Write out every line of the entries below as a JSON list of strings, one string per line, with blank lines left out.
^^^^^^^^^^^^^^^^
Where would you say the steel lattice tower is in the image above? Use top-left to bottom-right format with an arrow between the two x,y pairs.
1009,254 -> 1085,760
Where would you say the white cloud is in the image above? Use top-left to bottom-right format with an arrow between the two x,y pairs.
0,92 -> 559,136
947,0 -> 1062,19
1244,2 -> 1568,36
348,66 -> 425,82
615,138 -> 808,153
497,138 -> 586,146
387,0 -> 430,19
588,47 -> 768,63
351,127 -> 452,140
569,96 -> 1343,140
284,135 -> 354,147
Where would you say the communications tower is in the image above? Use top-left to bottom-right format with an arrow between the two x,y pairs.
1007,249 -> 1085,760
^^^^^^^^^^^^^^^^
(Task answer)
[
  "Where would you say the steel lattice tower is in the image above? Use top-left to bottom-right format with an arrow between the two x,y pairs.",
  "1009,254 -> 1085,760",
  "Where would you say the white cloud is in the image above? Use top-left to bottom-right format with an arrow between the two x,y pairs.",
  "0,92 -> 559,136",
  "947,0 -> 1062,19",
  "1244,2 -> 1568,36",
  "348,66 -> 425,82",
  "615,138 -> 808,153",
  "497,138 -> 586,146",
  "387,0 -> 430,19",
  "588,47 -> 768,63",
  "351,127 -> 452,140",
  "569,96 -> 1343,140",
  "284,135 -> 354,147",
  "Where would you say the communications tower is in the image above? Use top-left to bottom-right format with an arrow between the two x,y pairs.",
  "1007,249 -> 1085,760"
]